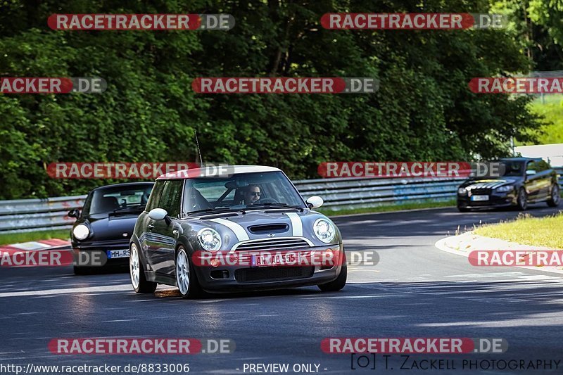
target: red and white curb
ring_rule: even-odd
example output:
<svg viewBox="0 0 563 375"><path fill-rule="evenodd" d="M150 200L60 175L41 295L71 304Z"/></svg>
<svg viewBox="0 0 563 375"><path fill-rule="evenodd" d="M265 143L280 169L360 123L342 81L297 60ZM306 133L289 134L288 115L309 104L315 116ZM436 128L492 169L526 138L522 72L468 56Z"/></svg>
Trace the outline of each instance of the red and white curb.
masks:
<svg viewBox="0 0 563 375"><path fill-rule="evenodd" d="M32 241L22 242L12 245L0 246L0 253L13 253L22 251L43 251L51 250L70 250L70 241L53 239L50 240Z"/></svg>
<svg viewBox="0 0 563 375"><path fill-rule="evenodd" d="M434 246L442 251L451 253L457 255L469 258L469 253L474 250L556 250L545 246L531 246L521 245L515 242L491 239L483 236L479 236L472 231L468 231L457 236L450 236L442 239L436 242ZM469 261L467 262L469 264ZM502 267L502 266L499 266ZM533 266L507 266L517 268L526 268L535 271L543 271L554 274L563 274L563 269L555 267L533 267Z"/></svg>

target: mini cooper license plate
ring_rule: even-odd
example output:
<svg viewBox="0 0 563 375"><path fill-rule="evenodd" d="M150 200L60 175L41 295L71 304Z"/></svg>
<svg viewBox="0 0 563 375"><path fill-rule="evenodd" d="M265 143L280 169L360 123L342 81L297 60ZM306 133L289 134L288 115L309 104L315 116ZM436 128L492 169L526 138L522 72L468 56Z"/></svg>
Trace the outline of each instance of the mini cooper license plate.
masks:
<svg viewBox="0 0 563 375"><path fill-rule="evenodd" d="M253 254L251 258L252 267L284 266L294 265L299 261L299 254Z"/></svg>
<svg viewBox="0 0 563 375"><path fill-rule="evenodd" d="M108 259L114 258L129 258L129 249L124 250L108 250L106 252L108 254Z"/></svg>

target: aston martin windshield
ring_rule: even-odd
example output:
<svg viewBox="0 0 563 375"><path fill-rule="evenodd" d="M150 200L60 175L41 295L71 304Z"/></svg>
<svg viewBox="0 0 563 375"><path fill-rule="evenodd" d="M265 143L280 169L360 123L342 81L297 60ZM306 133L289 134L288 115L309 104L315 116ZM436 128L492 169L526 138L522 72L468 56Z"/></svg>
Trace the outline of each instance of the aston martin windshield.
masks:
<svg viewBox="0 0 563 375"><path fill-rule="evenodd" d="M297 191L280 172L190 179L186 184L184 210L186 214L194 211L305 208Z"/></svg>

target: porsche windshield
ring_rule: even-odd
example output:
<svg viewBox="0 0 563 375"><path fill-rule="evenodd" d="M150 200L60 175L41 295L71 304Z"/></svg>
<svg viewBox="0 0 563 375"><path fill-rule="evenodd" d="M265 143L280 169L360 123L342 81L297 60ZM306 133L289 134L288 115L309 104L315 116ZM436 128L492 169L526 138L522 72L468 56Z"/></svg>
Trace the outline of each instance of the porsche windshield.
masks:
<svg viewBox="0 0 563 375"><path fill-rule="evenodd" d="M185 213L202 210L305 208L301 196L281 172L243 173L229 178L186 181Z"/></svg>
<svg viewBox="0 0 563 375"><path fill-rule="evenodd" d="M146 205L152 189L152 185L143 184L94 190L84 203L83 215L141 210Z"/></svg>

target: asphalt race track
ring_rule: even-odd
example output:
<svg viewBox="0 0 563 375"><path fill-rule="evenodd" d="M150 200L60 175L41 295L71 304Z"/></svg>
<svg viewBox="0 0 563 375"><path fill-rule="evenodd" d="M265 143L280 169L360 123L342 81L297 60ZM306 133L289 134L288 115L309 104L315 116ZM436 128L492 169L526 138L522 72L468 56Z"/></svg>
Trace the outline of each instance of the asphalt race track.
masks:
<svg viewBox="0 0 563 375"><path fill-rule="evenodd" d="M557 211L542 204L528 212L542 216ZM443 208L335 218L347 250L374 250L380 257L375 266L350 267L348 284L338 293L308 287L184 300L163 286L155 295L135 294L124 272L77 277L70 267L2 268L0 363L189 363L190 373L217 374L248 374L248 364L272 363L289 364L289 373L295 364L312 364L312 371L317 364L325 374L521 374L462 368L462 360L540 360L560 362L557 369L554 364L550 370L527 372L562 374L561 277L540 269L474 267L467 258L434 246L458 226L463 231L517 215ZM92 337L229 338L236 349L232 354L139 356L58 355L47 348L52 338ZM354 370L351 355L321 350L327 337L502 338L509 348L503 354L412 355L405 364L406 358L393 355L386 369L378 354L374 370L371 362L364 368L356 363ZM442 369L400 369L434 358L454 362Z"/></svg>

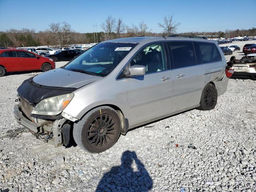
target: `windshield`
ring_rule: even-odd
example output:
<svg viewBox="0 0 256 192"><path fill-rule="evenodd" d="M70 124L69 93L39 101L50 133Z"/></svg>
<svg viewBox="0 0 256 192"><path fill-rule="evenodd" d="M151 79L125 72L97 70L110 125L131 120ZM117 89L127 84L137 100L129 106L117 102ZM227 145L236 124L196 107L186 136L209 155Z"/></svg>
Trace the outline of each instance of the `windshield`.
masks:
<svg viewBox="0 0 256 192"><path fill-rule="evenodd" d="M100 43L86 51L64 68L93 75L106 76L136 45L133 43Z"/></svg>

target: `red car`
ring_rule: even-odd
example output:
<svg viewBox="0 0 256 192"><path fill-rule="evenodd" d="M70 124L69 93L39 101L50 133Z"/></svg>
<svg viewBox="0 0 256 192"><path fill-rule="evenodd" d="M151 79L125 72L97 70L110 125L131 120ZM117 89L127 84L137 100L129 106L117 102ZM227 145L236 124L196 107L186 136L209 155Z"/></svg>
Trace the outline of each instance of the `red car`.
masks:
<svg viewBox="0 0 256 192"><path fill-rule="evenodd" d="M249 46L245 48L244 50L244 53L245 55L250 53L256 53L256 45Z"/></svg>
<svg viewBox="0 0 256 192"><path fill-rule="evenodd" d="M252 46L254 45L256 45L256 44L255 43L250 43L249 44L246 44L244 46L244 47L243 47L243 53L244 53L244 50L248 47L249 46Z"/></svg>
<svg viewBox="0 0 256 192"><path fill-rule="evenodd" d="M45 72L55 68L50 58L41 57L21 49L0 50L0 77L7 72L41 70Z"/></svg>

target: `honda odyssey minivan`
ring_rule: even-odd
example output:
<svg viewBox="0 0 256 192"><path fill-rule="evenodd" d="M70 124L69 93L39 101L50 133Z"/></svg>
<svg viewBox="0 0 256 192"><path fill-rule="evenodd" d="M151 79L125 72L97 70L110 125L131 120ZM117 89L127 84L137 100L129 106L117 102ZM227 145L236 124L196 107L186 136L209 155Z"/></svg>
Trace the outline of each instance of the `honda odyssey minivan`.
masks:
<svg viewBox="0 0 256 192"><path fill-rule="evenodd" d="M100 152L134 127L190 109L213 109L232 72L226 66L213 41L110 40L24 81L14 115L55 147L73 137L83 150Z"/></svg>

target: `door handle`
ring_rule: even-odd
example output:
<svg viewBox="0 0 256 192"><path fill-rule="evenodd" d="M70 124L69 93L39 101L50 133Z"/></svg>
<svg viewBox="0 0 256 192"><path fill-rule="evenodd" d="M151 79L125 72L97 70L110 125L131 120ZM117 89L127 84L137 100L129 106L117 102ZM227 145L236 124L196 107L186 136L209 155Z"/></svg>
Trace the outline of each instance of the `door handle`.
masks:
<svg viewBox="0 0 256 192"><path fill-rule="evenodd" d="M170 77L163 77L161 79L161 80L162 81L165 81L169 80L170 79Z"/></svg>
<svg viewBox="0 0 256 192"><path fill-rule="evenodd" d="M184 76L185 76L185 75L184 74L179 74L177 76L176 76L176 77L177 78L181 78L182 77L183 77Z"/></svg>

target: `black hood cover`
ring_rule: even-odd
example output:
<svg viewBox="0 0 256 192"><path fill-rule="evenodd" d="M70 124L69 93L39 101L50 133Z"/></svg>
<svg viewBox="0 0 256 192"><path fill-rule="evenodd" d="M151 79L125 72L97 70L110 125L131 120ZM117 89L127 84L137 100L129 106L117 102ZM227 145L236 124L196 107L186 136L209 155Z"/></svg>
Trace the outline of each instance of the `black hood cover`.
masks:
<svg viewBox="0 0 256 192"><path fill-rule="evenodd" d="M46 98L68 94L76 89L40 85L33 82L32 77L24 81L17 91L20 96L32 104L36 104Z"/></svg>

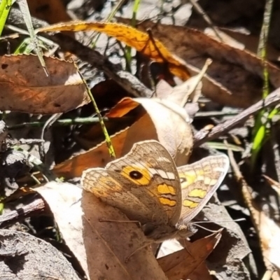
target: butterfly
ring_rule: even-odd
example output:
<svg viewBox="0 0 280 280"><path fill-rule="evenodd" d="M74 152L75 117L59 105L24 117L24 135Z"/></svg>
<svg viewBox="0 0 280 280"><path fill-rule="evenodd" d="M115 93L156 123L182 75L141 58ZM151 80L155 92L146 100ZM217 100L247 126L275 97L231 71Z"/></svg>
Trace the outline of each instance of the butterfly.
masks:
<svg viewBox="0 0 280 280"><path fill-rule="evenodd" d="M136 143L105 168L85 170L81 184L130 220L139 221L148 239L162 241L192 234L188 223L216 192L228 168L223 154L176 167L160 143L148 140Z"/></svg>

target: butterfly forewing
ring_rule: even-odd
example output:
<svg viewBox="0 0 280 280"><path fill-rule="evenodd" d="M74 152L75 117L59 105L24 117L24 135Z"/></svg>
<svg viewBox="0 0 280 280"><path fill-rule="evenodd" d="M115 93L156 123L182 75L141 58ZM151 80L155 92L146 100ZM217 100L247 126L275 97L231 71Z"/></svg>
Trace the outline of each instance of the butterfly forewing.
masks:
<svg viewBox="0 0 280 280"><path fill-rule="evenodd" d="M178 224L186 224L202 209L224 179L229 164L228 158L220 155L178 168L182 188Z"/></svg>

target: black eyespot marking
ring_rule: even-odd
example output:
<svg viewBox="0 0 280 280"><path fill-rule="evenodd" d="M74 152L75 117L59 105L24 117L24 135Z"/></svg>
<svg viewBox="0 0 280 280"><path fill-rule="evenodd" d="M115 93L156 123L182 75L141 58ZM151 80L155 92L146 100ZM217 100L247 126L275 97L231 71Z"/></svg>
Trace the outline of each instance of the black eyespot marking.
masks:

+++++

* The request
Rewrite the listing from its start through the line with "259L114 258L129 258L129", changing "license plate" to "number plate" and keeping everything else the same. Leave out the pictures.

* Solution for this problem
target: red and white curb
ring_rule: even-odd
example output:
<svg viewBox="0 0 563 375"><path fill-rule="evenodd" d="M150 200L60 175L41 295L71 304Z"/></svg>
<svg viewBox="0 0 563 375"><path fill-rule="evenodd" d="M265 143L280 169L360 123L342 81L297 60ZM306 133L289 134L288 115L309 104L315 116ZM436 128L492 169L526 138L522 72L468 56Z"/></svg>
Trace the outline of each instance of the red and white curb.
masks:
<svg viewBox="0 0 563 375"><path fill-rule="evenodd" d="M32 241L22 242L12 245L0 246L0 253L13 253L22 251L43 251L51 250L70 250L70 241L53 239L50 240Z"/></svg>
<svg viewBox="0 0 563 375"><path fill-rule="evenodd" d="M434 246L442 251L451 253L457 255L469 258L469 253L474 250L556 250L545 246L531 246L521 245L515 242L491 239L483 236L479 236L472 231L468 231L457 236L450 236L442 239L436 242ZM469 261L467 262L469 264ZM502 267L502 266L499 266ZM533 266L507 266L517 268L526 268L535 271L543 271L554 274L563 274L563 269L555 267L533 267Z"/></svg>

target: mini cooper number plate
ring_rule: even-odd
example output:
<svg viewBox="0 0 563 375"><path fill-rule="evenodd" d="M150 200L60 175L41 295L71 304Z"/></svg>
<svg viewBox="0 0 563 375"><path fill-rule="evenodd" d="M265 143L280 169L360 123L342 81L297 60ZM306 133L289 134L288 115L309 104L315 116ZM436 128L492 169L526 138L522 72L468 56Z"/></svg>
Trace the outline of each instance of the mini cooper number plate.
masks:
<svg viewBox="0 0 563 375"><path fill-rule="evenodd" d="M253 254L251 258L252 267L284 266L294 265L299 261L299 254Z"/></svg>
<svg viewBox="0 0 563 375"><path fill-rule="evenodd" d="M108 259L114 258L129 258L129 249L124 250L108 250L106 252L108 254Z"/></svg>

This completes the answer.